- AIM OF THE EXERCISE
Every entry must be given again exactly.
** DATA EXTRACTS follows **
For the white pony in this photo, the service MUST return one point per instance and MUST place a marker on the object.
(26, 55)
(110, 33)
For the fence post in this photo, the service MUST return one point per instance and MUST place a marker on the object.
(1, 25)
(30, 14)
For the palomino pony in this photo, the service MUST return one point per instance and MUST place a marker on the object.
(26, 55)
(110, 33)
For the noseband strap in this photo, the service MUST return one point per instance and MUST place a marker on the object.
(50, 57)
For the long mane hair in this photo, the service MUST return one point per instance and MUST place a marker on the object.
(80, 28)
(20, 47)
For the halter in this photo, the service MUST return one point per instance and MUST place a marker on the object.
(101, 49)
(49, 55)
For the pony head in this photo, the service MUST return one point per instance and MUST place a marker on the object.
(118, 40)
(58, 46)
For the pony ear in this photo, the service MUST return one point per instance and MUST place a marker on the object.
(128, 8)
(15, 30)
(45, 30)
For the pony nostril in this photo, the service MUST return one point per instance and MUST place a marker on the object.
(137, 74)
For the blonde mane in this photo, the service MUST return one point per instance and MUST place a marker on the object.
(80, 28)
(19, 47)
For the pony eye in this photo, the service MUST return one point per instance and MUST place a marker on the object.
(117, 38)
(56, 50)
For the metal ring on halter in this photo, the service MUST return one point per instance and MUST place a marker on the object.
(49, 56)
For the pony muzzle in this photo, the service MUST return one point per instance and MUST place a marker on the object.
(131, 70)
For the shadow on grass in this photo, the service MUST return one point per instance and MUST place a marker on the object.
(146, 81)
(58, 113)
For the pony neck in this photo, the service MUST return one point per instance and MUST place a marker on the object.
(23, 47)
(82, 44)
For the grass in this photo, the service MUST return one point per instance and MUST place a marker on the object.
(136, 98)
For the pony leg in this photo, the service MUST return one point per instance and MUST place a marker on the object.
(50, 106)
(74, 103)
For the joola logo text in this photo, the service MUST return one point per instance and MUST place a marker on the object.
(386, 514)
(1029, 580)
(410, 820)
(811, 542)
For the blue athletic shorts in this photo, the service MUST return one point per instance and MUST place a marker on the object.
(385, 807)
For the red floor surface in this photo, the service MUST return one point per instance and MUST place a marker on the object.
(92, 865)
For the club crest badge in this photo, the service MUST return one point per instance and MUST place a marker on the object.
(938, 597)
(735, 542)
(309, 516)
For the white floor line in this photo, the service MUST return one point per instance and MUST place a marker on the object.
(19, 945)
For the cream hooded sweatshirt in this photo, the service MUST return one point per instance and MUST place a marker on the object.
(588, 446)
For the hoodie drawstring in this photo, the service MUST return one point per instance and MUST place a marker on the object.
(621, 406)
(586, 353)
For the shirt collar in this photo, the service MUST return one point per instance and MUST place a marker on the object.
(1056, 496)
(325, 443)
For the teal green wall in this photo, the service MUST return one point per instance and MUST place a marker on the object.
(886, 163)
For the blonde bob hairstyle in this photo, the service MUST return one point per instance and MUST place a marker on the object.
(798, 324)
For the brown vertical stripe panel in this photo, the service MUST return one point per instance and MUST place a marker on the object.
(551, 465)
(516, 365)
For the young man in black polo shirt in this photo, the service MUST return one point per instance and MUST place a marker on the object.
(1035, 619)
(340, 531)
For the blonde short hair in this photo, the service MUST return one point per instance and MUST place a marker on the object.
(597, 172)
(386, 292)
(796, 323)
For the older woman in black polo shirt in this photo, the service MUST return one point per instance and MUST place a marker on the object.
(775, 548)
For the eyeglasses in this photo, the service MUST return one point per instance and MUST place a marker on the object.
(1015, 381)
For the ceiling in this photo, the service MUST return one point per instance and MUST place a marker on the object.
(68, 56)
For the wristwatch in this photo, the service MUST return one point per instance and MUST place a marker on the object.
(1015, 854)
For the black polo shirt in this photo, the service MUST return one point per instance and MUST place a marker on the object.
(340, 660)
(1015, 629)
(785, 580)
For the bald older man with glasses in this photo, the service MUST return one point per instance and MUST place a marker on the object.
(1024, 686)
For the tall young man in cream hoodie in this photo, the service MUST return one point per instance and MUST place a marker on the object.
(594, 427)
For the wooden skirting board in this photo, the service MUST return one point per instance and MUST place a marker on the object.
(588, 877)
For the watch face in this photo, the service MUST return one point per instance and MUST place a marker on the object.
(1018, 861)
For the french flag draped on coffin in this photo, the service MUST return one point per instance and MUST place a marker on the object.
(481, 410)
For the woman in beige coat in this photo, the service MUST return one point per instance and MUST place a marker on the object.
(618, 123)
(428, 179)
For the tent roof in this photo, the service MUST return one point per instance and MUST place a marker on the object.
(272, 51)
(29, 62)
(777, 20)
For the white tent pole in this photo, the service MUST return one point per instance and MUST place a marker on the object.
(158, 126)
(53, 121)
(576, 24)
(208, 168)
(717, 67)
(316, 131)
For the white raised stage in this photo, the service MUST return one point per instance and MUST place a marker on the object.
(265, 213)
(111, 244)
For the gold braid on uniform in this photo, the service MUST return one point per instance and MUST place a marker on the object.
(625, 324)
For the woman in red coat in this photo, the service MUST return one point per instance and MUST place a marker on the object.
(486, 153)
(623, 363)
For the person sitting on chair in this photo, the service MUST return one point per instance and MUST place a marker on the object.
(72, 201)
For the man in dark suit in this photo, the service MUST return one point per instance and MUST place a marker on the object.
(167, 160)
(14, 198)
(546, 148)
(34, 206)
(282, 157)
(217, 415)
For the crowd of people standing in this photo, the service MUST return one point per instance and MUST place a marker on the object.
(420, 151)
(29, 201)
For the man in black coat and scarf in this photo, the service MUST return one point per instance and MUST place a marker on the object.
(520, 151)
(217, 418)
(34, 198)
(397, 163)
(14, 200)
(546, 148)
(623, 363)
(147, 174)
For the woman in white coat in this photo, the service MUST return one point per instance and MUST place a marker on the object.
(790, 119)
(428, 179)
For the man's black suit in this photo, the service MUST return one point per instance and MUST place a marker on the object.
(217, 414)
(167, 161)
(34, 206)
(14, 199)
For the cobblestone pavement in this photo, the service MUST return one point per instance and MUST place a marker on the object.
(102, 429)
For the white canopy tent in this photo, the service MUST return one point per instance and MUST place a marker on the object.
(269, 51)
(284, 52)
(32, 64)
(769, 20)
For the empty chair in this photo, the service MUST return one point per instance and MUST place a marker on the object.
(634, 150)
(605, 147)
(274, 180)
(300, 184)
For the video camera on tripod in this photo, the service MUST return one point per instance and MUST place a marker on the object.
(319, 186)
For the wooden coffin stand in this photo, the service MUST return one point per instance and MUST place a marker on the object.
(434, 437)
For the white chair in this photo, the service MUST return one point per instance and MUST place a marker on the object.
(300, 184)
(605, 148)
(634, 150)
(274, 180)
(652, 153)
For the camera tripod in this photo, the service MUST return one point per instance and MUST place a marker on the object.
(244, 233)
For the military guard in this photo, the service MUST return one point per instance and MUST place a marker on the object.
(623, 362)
** End of DATA EXTRACTS **
- SOLUTION TO THIS PROBLEM
For the white pony in this photo, the service MUST return one point per instance and MUST place a marker on the object.
(26, 55)
(110, 33)
For the fence post in this photo, the service MUST return one point per instance and MUST place a marker on the object.
(1, 25)
(30, 14)
For the palomino pony in this photo, the service MUST return one point per instance and MUST place a marker on the object.
(26, 55)
(110, 33)
For the noseband strap in this photo, the service MUST return one point per instance and MUST place a marker on the object.
(50, 57)
For the long mane hair in this photo, the service MUST return one point per instance and MUST place a marker on the object.
(80, 28)
(20, 47)
For the halter in this photo, the service MUST return one point per instance and MUST place a marker on the object.
(101, 49)
(49, 55)
For the pony head in this photo, the service MUST return one point per instance and MUST place a marker on the object.
(118, 40)
(58, 46)
For the pony ear in this photo, the service MUST return one point per instance and MUST place a marker on the object.
(128, 8)
(15, 30)
(45, 30)
For the pony nostril in this photo, the service MUST return one point per instance and MUST place a marker on the object.
(137, 74)
For the blonde mane in this photo, the service MUST return one point per instance and MUST place a marker on the object.
(80, 28)
(19, 47)
For the pony eye in this photo, the service MUST return one point per instance and MUST place a marker on the object.
(117, 38)
(56, 50)
For the metal ring on halter in this photo, the service MUST return one point per instance and MUST place a marker on the object.
(49, 56)
For the pony muzzle in this photo, the service MUST return one point per instance and MUST place a marker on the object.
(131, 70)
For the shadow on grass in this photo, the service MUST return one point per instance and MUST place a marker on the object.
(146, 81)
(58, 113)
For the pony neck in this photo, the service MUST return one point per instance and MUST place a marker on the object.
(23, 47)
(82, 44)
For the grass in this photo, the service MUST return one point per instance and MUST place a marker on the object.
(136, 98)
For the pony leg in this photo, the service MUST return one point per instance and MUST place a marker on the object.
(50, 106)
(74, 103)
For the joola logo text in this photo, the service MUST return one point per instance and MUST place a marker on the object.
(386, 514)
(1029, 580)
(410, 820)
(811, 542)
For the blue athletic shorts in this photo, the service MUST return one point per instance and MUST place a marker on the object.
(385, 807)
For the red floor surface in this photo, the service MUST return one point per instance and MUST place a marker on the object.
(92, 865)
For the club crest badge in this photo, the service MUST return one point per instance and MUST place a marker on the object.
(938, 597)
(735, 542)
(309, 516)
For the white floor line in this photo, the service MUST return one point per instance and MUST place a marker on the object.
(19, 945)
For the cream hooded sweatshirt in this photo, the service MUST return one point per instance and MUST place a marker on the object.
(588, 446)
For the hoodie drawstring in this photo, the service MUST return one point per instance and MUST place a marker on the object.
(621, 406)
(586, 353)
For the shirt collar in this photo, the service MUST return one point per instance and MUST place a marker on the object.
(1056, 496)
(325, 443)
For the teal green wall in this photo, the service MUST return one point per instance and MUST place a marker on the object.
(886, 163)
For the blonde bob hairstyle in this photo, the service MUST return one point per instance and MUST place a marker on the object.
(798, 324)
For the brown vertical stripe panel in this photo, the service MUST return one point per instance and MUST place a marker on the object.
(551, 465)
(516, 365)
For the young man in black polo shirt in this photo, the service MUST return one point per instance and MUST place a marker on the object.
(1035, 619)
(340, 531)
For the blonde short hair in this photo, the service MUST return one point per instance and MUST place a marker on the object.
(597, 172)
(386, 292)
(796, 323)
For the older woman in black polo shirt in this photo, the service MUST return one point per instance and MUST place a marker on the object.
(775, 548)
For the eyeglasses in this photo, the service MUST return one point per instance and MUST place a marker on the object.
(1015, 381)
For the ceiling in this photo, the service MUST return one point per instance and MUST place a marker on the object.
(68, 56)
For the wristwatch in this photo, the service MUST return one point per instance and MUST place a marker on the object.
(1015, 854)
For the black polo shirt in this photo, the service MUST return one point per instance and MUST place a marker on the object.
(340, 660)
(1015, 629)
(785, 580)
For the bald older man with glasses in this photo, the service MUST return one point per instance and MUST place a marker on the object.
(1024, 686)
For the tall young man in cream hoodie in this photo, the service MUST return one point per instance and MUST place a marker on the object.
(594, 427)
For the wooden skirting board in this photo, the service MUST return one point per instance and MUST place a marker on the object.
(588, 877)
For the watch face in this photo, the service MUST return one point per instance and MUST place a marker on the object.
(1018, 861)
For the french flag draped on coffin in this photo, the service MUST return one point per instance and MUST place a marker on the object.
(481, 410)
For the woman in beige coat in this photo, the service MUST return one point per instance and MUST place a marker on the object.
(618, 123)
(428, 179)
For the tent roof in this photo, the service MUST return one point per instance and MUST place a marker on the object.
(272, 51)
(29, 62)
(777, 20)
For the white tent pole in this photo, the service MUST return one point per instance and MUST place a marker on the object.
(158, 126)
(53, 121)
(576, 24)
(208, 168)
(717, 67)
(316, 131)
For the white raised stage in this photo, the service MUST return one point per instance and MUST place a marker on the object.
(265, 213)
(111, 244)
For the gold braid on uniform in this photo, the service MUST return one point per instance and MUST place a marker on the object.
(625, 324)
For the woman in red coat in this photo, the service MUST return one point per instance and MUST place a marker on the object.
(486, 153)
(623, 363)
For the person sitting on chair in this photo, the service MUST return one point per instance and MUST place a marker on the object.
(72, 201)
For the man in dark suit in this photo, the service MUST return one point per instance and MUST place a marker on the object.
(167, 160)
(14, 198)
(546, 148)
(34, 206)
(282, 157)
(217, 415)
For the crowd of people standing in this photo, the service MUST return one point per instance and MUST place a marker on the object.
(420, 151)
(29, 201)
For the man in black coat and scarf in this photo, the service MUST return one point per instance and MUST place a marker on the object.
(520, 151)
(217, 418)
(34, 198)
(397, 163)
(14, 200)
(546, 148)
(623, 363)
(147, 174)
For the woman in white coat in this photo, the service MUST return one point per instance and MUST place a marker on the object.
(790, 119)
(428, 179)
For the man's black suit in this photo, the service MUST return one point per instance and MUST place a marker on the object.
(217, 414)
(167, 161)
(34, 206)
(14, 199)
For the cobblestone pavement in this photo, the service MUST return one point per instance and MUST place a marker on the object.
(102, 429)
For the white canopy tent in this photo, the service MUST return one point per instance and MUST place a marker on the object.
(269, 51)
(284, 52)
(32, 64)
(769, 20)
For the empty chair in this photo, the service MUST return one point per instance and MUST place a marker on the object.
(634, 150)
(605, 147)
(274, 180)
(300, 184)
For the video camera on tripod in this photo, the service MUST return one point per instance and MUST place a marker on the object.
(319, 186)
For the wooden coffin stand in this photo, the service MUST return one point per instance and MUST place a marker on the object.
(434, 437)
For the white chair in this photo, the service MUST return one point per instance and MUST place a marker on the object.
(300, 184)
(605, 148)
(634, 150)
(274, 180)
(652, 153)
For the camera tripod in this photo, the service MUST return one point per instance and MUST place a marker on the object.
(244, 233)
For the military guard in this photo, the service MUST return one point per instance and MUST place a marker on the object.
(623, 362)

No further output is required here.